■ **YOUR INSTRUCTIONS**:
Format the material as a Markdown table with columns "Row" and "Line", one numbered row per line with blank lines omitted. Start at the line containing "Wildlife-survey tagging: tag each instance of the blue" and continue through the final line of the material.

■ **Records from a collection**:

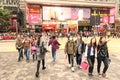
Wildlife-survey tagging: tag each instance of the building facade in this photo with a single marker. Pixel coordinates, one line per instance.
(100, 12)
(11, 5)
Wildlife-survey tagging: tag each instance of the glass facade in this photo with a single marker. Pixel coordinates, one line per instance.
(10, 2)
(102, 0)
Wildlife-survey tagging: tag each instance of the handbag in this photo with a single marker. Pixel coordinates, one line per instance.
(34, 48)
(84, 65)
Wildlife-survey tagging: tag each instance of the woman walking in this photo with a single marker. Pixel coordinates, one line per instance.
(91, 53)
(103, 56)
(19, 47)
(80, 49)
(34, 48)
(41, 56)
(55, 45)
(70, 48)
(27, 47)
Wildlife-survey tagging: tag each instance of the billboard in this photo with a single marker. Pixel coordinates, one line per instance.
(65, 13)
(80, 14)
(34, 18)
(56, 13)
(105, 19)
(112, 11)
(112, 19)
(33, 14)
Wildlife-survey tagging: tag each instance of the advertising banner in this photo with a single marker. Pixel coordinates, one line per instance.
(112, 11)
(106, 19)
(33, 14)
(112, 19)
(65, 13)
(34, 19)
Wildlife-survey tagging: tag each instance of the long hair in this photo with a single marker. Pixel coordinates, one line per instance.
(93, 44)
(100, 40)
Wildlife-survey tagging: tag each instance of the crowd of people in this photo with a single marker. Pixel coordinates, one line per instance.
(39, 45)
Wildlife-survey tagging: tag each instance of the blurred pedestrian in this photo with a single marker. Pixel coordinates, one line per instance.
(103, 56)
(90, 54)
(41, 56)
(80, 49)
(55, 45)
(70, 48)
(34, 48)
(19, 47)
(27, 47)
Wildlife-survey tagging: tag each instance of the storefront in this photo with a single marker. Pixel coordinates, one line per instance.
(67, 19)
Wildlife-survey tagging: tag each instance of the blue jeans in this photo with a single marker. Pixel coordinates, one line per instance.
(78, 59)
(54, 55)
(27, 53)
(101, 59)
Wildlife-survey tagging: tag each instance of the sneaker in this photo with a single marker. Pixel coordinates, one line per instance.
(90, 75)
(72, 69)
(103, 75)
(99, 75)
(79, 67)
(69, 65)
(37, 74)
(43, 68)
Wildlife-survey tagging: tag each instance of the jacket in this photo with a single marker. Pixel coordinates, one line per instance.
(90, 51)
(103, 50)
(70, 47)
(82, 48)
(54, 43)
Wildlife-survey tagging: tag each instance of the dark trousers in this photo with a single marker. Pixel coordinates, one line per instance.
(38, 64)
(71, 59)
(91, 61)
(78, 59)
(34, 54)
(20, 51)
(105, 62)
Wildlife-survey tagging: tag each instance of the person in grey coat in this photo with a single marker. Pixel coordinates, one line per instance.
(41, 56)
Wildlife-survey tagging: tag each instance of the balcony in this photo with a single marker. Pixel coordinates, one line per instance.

■ **SOLVED EXERCISE**:
| Row | Line |
|---|---|
| 1 | Wildlife-survey tagging: tag each instance of the blue jeans in this photo with a single marker. Pixel coordinates, one line per instance. |
| 2 | (78, 59) |
| 3 | (54, 55) |
| 4 | (27, 53) |
| 5 | (101, 59) |
| 6 | Wildlife-survey tagging: tag each instance of the sneaker in this photo with a single marker. Pixel coordinates, one line per instance. |
| 7 | (90, 75) |
| 8 | (72, 69) |
| 9 | (103, 75) |
| 10 | (99, 75) |
| 11 | (79, 67) |
| 12 | (69, 65) |
| 13 | (37, 74) |
| 14 | (43, 68) |
| 15 | Wildlife-survey tagging: tag each instance of the jacket in this photo with a single marker. Pixel coordinates, one line per instance. |
| 16 | (90, 51) |
| 17 | (103, 50) |
| 18 | (70, 47) |
| 19 | (82, 48) |
| 20 | (54, 43) |
| 21 | Wildlife-survey tagging: tag each instance of the dark trousers in this photo with a single marker. Pixel coordinates, one line per instance. |
| 22 | (38, 64) |
| 23 | (71, 59) |
| 24 | (91, 61) |
| 25 | (78, 59) |
| 26 | (34, 54) |
| 27 | (20, 51) |
| 28 | (105, 62) |
| 29 | Wildlife-survey tagging: tag each instance of the person in grey coat in this photo with a single marker. Pixel coordinates, one line per instance. |
| 30 | (41, 56) |
| 31 | Wildlife-survey tagging: tag each instance of the balcony in this photo with a single marker. Pixel coordinates, one line per instance. |